* ИСХОДНЫЙ ТЕКСТ *
########################################

Удовольствие или мука – писательство
Удовольствие – это когда получается. Когда пишется, когда обнаруживаются какие-то неожиданные сюжетные повороты, когда мои герои начинают вдруг разговаривать в моей голове. Тогда к некоторым из них даже приходится применять какие-то дисциплинарные меры воздействия, если они совсем выходят из-под повиновения. А с другой стороны, есть совершенно ужасное состояние, когда придумываешь, придумываешь, а ничего не получается. День зря прожит, и наступает ужасная депрессия. А потом вдруг что-то мелькнет, раз – и всё, слава Богу! И дальше уже дело техники.
Совесть общества или мозг? Или что-то другое?
Ну а почему бы писателю не быть совестью общества, если общество видит в нём воплощение собственной совести? Вообще-то, совесть обычно одна, но в случае с обществом и писателями три-четыре совести это, я думаю, допустимо. Хуже, когда от каждого пишущего общество требует, чтобы он был его, общества, совестью, – такое общество просто бессовестное.
Неприятнее всего, когда дело доходит до мозгов. Начало перестройки, если вспомнить историю, ознаменовалось тем, что многие писатели действительно возомнили себя мозгом общества и, что хуже всего, были обществом как мозги востребованы. Аналитики, экономисты, управленцы, чёрт знает кто, и каждый истина в последней инстанции, но в первую очередь – человеческих душ инженеры! – из этого цеха и кооптировались. В писательском труде вообще много от самозванства. Мозги у писателей специфические. Общество без мозгов во сто раз привлекательнее, чем с мозгами какого-нибудь сочинителя.
А что ещё, кроме мозгов-совести? Да всё, что угодно. Синяк, например, на лбу общества. Что-то вроде напоминания о дне вчерашнем. И светится далеко, и совестно как-то (к вопросу о совестливости), но общество знает: скоро пройдёт. Или на руке общества указательный палец, которым можно потрогать что-нибудь такое, обществу не вполне понятное, а то и ткнуть во что-нибудь. Или вот что ближе всего: даже не глаз общества, а хрусталик глаза – хрупкая штука двояковыпуклая, способная изменять кривизну и преломлять по-разному, фокусировать.
А то просто: кисточка на хвосте. Да, почему мы решили, что общество антропоморфно и бесхвосто? Это как посмотреть.
Электронные книги
Я ничего не имею против электронных книг. За ними настоящее. Но когда я слышу, что за ними великое будущее, мне начинает казаться, что никакого будущего у них нет. Да, мы заменили печатные буквы на бумаге электрическими зарядами в полупроводниках, и это очень удобно. Но ведь заряд, он и есть заряд, и в один роковой момент все заряды могут разрядиться. Войны, стихийные катаклизмы, электронные гипервирусы… мало ли что. Хорошо, если к этому времени не будут истреблены все бумажные книги.
Каким авторам легче – старым или новым
Новым авторам всегда было тяжело, но всегда тяжело по-разному. Раньше было легче в том смысле, что и публика связывала с литературой какие-то ожидания. Трудно пробиваться к публике, когда публике этого не надо. Да я и сам, при всей моей относительной востребованности, ощущаю себя во многом «новым автором» – большинство моих сочинений так и остались непрочитанными.

########################################

* ИЗВЛЕЧЁННЫЕ ДАННЫЕ *
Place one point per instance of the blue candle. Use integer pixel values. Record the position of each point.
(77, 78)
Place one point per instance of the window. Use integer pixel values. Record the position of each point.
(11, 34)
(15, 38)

########################################

* ЗАДАНИЯ ДЛЯ ВЫПОЛНЕНИЯ *
[1] Ответьте по тексту о писательстве:
(a) Что автору приходится применять к героям, которые совсем выходят из-под повиновения?
(b) Чем, по тексту, ознаменовалось начало перестройки?
(c) Что, по словам автора, может случиться со всеми зарядами в один роковой момент?
[2] Перепишите из текста о писательстве фрагмент между словами «Каким авторам легче» и «и остались непрочитанными.» включительно.

* ПОЛНЫЕ РЕШЕНИЯ *
[1]
(a) Дисциплинарные меры воздействия.
(b) Многие писатели возомнили себя мозгом общества и были обществом как мозги востребованы.
(c) Они могут разрядиться.

[2]
Каким авторам легче – старым или новым
Новым авторам всегда было тяжело, но всегда тяжело по-разному. Раньше было легче в том смысле, что и публика связывала с литературой какие-то ожидания. Трудно пробиваться к публике, когда публике этого не надо. Да я и сам, при всей моей относительной востребованности, ощущаю себя во многом «новым автором» – большинство моих сочинений так и остались непрочитанными.